== TEXT EXCERPT

I hated it. I hated every moment of it. I hated the t-shirts, the Helvetica, the ridiculously long belts that looked like my boyfriend’s ratchet straps, the DJ sets, everything. I couldn’t find an access point into Abloh’s world. I didn’t understand his language. It was weirdly austere, abnormally colored, alien, and foreign, even to me, a person who could at least understand the function of streetwear even if I didn’t like it. I let Abloh roll off of me. I knew no one who owned any of his clothes, no one who professed to even liking any of his clothes, and to this day I’m not sure I’ve seen any of his clothes on an Atlantan. As long as I ignored the Rapper he worked for, I could avoid him. All of this changed after Harry and Meghan got married in 2018. 

Meghan Markle in 2010. (Getty Images, edited by the author.)

It was fantastic. Meg was beautiful in Givenchy. Serena Williams wore an incredible fascinator. Meg’s mother wore Oscar de la Renta, and even Harry managed to make that fascist-looking Blues-and-Royals getup look dashing. I was reminded of the sheer ecstasy and fantasy of clothing, and I was back in. Shortly after the wedding, my friend asked me to come work with her on an issue of a fashion magazine in Berlin, maybe write about clothes. Fuck yes. Once there, I finally had to consider Virgil Abloh again. Everything was about Abloh again. He was eclipsing the Rapper who had helped make him so famous. I became close with a copyeditor there, and we enjoyed making “Abloh” shorthand for everything we found distasteful about the aspirational glamour we were manufacturing. It was him I told first about seeing Abloh’s exhibition Figures of Speech.

It’s horrible. But the Virgil Abloh show is quite compelling and maybe even good.

Fuck that is terrible news.

I’m tired of being cynical.

Virgil Abloh, You’re Obviously in the Wrong Place, 2015, manufactured in 2019. Courtesy High Museum of Art, Atlanta.

====
== RECORDED DATA

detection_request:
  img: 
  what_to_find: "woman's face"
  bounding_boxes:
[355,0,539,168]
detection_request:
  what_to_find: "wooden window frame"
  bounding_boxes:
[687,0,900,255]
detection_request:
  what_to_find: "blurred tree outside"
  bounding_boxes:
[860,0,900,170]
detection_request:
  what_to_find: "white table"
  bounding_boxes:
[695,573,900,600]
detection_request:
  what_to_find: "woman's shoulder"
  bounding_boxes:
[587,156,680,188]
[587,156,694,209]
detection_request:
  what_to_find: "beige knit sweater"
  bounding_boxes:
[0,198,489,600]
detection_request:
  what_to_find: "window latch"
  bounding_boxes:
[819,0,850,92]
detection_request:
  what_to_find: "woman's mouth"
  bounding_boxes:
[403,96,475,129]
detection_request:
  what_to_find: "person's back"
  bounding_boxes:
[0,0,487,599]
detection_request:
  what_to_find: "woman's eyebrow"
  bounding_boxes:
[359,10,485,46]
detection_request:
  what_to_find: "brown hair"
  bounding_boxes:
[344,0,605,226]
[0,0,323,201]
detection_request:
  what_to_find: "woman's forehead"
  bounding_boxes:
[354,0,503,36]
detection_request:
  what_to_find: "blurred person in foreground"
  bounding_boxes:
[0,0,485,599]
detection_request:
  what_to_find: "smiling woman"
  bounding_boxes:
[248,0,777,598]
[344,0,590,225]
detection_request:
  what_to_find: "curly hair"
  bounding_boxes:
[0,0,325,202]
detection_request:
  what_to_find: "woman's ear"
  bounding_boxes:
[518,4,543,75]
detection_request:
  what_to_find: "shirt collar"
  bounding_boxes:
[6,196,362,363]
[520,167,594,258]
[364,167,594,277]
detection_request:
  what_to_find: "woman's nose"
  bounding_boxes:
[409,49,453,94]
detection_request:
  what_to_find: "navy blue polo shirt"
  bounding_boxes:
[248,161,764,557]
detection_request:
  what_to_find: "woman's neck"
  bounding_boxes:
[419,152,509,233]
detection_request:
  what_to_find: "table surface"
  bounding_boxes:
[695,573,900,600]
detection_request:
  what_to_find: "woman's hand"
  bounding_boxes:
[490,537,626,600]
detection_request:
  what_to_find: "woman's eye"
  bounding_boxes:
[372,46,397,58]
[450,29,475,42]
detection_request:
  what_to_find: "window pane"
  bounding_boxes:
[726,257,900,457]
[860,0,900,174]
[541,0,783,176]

====

▶ _INSTRUCTIONS TO FOLLOW_
Reproduce the passage of the Virgil Abloh essay above that begins with the words "It’s horrible. But" and ends with "of Art, Atlanta.".

▶ _SOLUTION TO THIS PROBLEM_
It’s horrible. But the Virgil Abloh show is quite compelling and maybe even good.

Fuck that is terrible news.

I’m tired of being cynical.

Virgil Abloh, You’re Obviously in the Wrong Place, 2015, manufactured in 2019. Courtesy High Museum of Art, Atlanta.